=== Source records ===

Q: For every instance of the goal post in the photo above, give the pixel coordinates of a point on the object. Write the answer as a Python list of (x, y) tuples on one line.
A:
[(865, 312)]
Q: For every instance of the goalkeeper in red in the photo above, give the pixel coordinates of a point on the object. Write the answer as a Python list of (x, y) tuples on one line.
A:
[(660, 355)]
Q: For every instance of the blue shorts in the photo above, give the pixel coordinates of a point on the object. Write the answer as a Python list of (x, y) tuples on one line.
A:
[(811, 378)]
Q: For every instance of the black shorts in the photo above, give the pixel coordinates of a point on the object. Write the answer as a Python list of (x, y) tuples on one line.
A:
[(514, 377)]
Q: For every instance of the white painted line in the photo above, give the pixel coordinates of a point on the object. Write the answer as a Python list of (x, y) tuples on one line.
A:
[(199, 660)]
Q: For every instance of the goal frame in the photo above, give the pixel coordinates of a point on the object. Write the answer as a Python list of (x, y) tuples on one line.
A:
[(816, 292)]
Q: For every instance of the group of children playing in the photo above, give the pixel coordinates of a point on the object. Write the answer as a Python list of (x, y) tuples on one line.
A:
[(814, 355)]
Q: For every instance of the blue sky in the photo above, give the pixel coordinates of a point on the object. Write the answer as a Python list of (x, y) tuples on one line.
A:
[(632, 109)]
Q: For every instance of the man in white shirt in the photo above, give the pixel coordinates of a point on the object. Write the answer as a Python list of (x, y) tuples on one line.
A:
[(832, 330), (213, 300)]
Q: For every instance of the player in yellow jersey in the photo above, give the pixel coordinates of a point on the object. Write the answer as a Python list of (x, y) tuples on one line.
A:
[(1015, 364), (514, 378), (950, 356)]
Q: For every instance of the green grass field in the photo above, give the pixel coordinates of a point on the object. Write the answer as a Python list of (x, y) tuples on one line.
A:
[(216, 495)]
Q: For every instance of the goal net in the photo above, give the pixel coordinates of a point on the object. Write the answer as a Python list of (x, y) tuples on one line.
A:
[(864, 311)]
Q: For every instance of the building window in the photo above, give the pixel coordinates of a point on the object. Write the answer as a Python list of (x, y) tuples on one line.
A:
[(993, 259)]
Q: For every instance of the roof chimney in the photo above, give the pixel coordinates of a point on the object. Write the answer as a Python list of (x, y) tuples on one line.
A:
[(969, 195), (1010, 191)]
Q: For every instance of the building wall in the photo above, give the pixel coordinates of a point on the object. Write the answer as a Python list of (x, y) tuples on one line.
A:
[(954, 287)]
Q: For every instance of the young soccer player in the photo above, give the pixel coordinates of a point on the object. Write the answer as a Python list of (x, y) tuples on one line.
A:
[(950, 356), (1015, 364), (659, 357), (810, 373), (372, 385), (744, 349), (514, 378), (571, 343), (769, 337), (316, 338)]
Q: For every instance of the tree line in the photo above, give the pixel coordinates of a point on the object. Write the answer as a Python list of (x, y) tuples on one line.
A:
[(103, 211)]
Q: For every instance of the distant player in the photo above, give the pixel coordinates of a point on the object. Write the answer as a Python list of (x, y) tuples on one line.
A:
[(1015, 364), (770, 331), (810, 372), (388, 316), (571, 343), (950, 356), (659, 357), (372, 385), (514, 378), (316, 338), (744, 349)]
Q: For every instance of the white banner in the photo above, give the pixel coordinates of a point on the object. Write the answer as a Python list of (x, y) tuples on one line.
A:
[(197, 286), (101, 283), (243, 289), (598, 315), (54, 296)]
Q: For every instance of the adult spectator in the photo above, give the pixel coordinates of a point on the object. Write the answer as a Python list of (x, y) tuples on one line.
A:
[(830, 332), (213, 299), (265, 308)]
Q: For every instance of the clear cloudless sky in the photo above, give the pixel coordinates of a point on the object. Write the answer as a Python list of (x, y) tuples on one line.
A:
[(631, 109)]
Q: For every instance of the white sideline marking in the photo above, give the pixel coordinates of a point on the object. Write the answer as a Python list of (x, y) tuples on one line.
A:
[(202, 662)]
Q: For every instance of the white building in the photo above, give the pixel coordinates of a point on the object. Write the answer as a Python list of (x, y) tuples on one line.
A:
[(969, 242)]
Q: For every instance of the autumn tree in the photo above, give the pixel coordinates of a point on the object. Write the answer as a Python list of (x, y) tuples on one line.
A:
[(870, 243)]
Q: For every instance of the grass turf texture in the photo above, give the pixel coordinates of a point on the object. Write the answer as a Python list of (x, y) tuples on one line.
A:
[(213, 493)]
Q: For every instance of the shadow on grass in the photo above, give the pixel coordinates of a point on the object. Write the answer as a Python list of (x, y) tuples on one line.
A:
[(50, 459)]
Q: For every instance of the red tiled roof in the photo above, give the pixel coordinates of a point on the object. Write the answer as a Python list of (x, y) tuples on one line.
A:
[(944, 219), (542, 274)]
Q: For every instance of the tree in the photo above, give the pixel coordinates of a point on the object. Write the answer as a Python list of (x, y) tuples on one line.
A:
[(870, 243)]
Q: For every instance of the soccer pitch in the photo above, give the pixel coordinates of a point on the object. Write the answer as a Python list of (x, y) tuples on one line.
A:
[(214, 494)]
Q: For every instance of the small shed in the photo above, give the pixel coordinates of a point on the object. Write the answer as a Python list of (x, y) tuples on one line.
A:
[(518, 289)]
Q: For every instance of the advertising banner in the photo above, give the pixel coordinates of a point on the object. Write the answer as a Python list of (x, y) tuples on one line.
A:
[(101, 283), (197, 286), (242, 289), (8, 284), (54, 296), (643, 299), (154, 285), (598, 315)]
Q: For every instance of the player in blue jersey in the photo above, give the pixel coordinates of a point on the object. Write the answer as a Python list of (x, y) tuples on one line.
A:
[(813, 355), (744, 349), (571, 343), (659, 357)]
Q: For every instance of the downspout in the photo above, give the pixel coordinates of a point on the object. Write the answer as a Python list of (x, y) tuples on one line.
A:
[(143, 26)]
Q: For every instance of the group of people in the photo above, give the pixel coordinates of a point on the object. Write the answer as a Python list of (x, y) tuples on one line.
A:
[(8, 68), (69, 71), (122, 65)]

===

» Aim:
Render every line of the items above as a Markdown table with two columns, Row and Line. Number the rows in order and omit any blank lines.

» Solved problem:
| Row | Line |
|---|---|
| 1 | Q: For every instance of the goal post in the photo above, give the pixel coordinates of a point on the object. Write the answer as a Python list of (x, y) tuples on one line. |
| 2 | A: |
| 3 | [(865, 312)] |
| 4 | Q: For every instance of the goalkeeper in red in the photo above, give the pixel coordinates of a point on the object. Write the answer as a Python list of (x, y) tuples on one line. |
| 5 | A: |
| 6 | [(660, 355)] |
| 7 | Q: For every instance of the blue shorts in the photo above, give the pixel coordinates of a point on the object. Write the answer as a Python list of (x, y) tuples on one line. |
| 8 | A: |
| 9 | [(811, 378)] |
| 10 | Q: For every instance of the black shorts in the photo above, give the pixel coordinates of a point on the object. Write the answer as a Python list of (x, y) tuples on one line. |
| 11 | A: |
| 12 | [(514, 377)] |
| 13 | Q: For every instance of the white painted line in the photo above, give the pixel coordinates of a point on the object. Write the answer as a Python list of (x, y) tuples on one line. |
| 14 | A: |
| 15 | [(199, 660)] |
| 16 | Q: For every instance of the goal frame in the photo above, give the pixel coordinates of a point on the object. Write the answer as a Python list of (x, y) tuples on one line. |
| 17 | A: |
| 18 | [(816, 292)] |
| 19 | Q: For every instance of the group of children playing in the photo above, give the pixel coordinates of a point on the object. Write the answer as a Python list of (x, y) tuples on one line. |
| 20 | A: |
| 21 | [(814, 355)] |
| 22 | Q: For every instance of the blue sky in the photo above, give the pixel coordinates of a point on the object. Write the answer as a Python list of (x, y) tuples on one line. |
| 23 | A: |
| 24 | [(632, 109)] |
| 25 | Q: For every instance of the man in white shirt in the photo above, give the pixel coordinates of a point on the object. Write the answer as a Python list of (x, y) tuples on one line. |
| 26 | A: |
| 27 | [(832, 330), (213, 300)] |
| 28 | Q: For every instance of the player in yellow jersey in the photo above, give the pixel coordinates of a point on the object. Write the answer as a Python list of (x, y) tuples on one line. |
| 29 | A: |
| 30 | [(1015, 364), (514, 378), (950, 356)] |
| 31 | Q: For every instance of the green grass field in the photo above, give the pixel coordinates of a point on the object. Write the answer as a Python list of (x, y) tuples on one line. |
| 32 | A: |
| 33 | [(216, 495)] |
| 34 | Q: For every instance of the goal net in the photo above, give the pixel coordinates of a point on the object. Write the answer as a Python list of (x, y) tuples on one line. |
| 35 | A: |
| 36 | [(864, 311)] |
| 37 | Q: For every instance of the building window in the photo above, give the pixel coordinates of a point on the object. Write the answer as a Python list of (x, y) tuples on one line. |
| 38 | A: |
| 39 | [(993, 259)] |
| 40 | Q: For every instance of the roof chimney in the photo above, give the pixel coordinates of a point on the object. Write the answer as a Python list of (x, y) tuples on one line. |
| 41 | A: |
| 42 | [(969, 195), (1010, 191)] |
| 43 | Q: For every instance of the building wall in the photo above, give the pixel coordinates of a point on the object. Write the answer as a Python list of (x, y) tuples on one line. |
| 44 | A: |
| 45 | [(954, 287)] |
| 46 | Q: For every instance of the young soccer player in the photo above, give the pixel coordinates of a point on the object. Write the answer as a Python list of (x, y) tuples on one line. |
| 47 | A: |
| 48 | [(950, 356), (1015, 364), (659, 357), (810, 373), (372, 385), (744, 349), (514, 378), (571, 343), (769, 337), (316, 338)] |
| 49 | Q: For every instance of the tree line in the photo above, give the pixel coordinates of a point on the object. Write the answer as a Python list of (x, y) tuples on one line. |
| 50 | A: |
| 51 | [(103, 211)] |
| 52 | Q: For every instance of the distant player in the photo above, give the pixel coordinates of a point on the object. Write the answer as a Python list of (x, y) tuples on one line. |
| 53 | A: |
| 54 | [(1015, 364), (770, 331), (810, 372), (388, 316), (571, 343), (950, 356), (659, 357), (372, 385), (514, 378), (316, 338), (744, 349)] |
| 55 | Q: For every instance of the white banner in the photo above, give the pixel coordinates of a point on the object. Write the answer as a Python list of (x, y) tuples on one line. |
| 56 | A: |
| 57 | [(197, 286), (101, 283), (243, 289), (598, 315), (54, 296)] |
| 58 | Q: For every instance of the adult spectator in the photo above, give the pixel coordinates of a point on the object. Write the answer as a Python list of (x, y) tuples on one line. |
| 59 | A: |
| 60 | [(830, 332), (213, 299), (265, 308)] |
| 61 | Q: For every instance of the clear cloudless sky in the photo above, give the pixel coordinates of a point on the object. Write the answer as a Python list of (x, y) tuples on one line. |
| 62 | A: |
| 63 | [(631, 109)] |
| 64 | Q: For every instance of the white sideline marking in the photo above, give the pixel coordinates of a point on the object. Write the answer as a Python list of (x, y) tuples on one line. |
| 65 | A: |
| 66 | [(202, 662)] |
| 67 | Q: For every instance of the white building in the photo above, give the pixel coordinates of a point on the object. Write the answer as a Python list of (x, y) tuples on one line. |
| 68 | A: |
| 69 | [(969, 242)] |
| 70 | Q: For every instance of the autumn tree in the photo above, give the pixel coordinates of a point on the object. Write the answer as a Python list of (x, y) tuples on one line. |
| 71 | A: |
| 72 | [(870, 243)] |
| 73 | Q: For every instance of the grass turf texture in the photo above, give the pixel coordinates of a point on the object. Write the answer as a Python list of (x, y) tuples on one line. |
| 74 | A: |
| 75 | [(213, 493)] |
| 76 | Q: For every instance of the shadow on grass in the photo above, give the pixel coordinates of a point on the object. Write the answer as a Python list of (x, y) tuples on one line. |
| 77 | A: |
| 78 | [(50, 459)] |
| 79 | Q: For every instance of the red tiled roof in the photo above, give the pixel coordinates of a point on the object. Write the answer as a Python list of (x, y) tuples on one line. |
| 80 | A: |
| 81 | [(944, 219), (542, 274)] |
| 82 | Q: For every instance of the tree in the photo above, give the pixel coordinates of a point on the object. Write the answer as a Python list of (x, y) tuples on one line. |
| 83 | A: |
| 84 | [(870, 243)] |
| 85 | Q: For every instance of the soccer pitch in the photo above, give the pixel coordinates of a point on the object. Write the answer as a Python list of (x, y) tuples on one line. |
| 86 | A: |
| 87 | [(214, 494)] |
| 88 | Q: For every instance of the small shed in the photo above, give the pixel coordinates of a point on the object. Write the answer as a Python list of (x, y) tuples on one line. |
| 89 | A: |
| 90 | [(518, 289)] |
| 91 | Q: For every instance of the advertising banner in the photo above, give the pixel coordinates of a point on the object. Write the answer as a Python list of (x, y) tuples on one line. |
| 92 | A: |
| 93 | [(101, 283), (197, 286), (242, 289), (8, 284), (54, 296), (643, 299), (154, 285), (598, 315)] |
| 94 | Q: For every instance of the player in blue jersey in the photo above, give the pixel coordinates of a point on the object. Write the answer as a Python list of (x, y) tuples on one line. |
| 95 | A: |
| 96 | [(813, 355), (744, 349), (571, 343), (659, 357)] |
| 97 | Q: For every instance of the downspout in the photo above, give the pixel coordinates of a point on the object. Write the answer as a Python list of (x, y) tuples on one line. |
| 98 | A: |
| 99 | [(143, 26)] |
| 100 | Q: For every instance of the group of people in the photo above, give the pixel coordinates of a point on the object. Write the answer as a Python list of (x, y) tuples on one line. |
| 101 | A: |
| 102 | [(8, 68), (69, 71), (122, 65)] |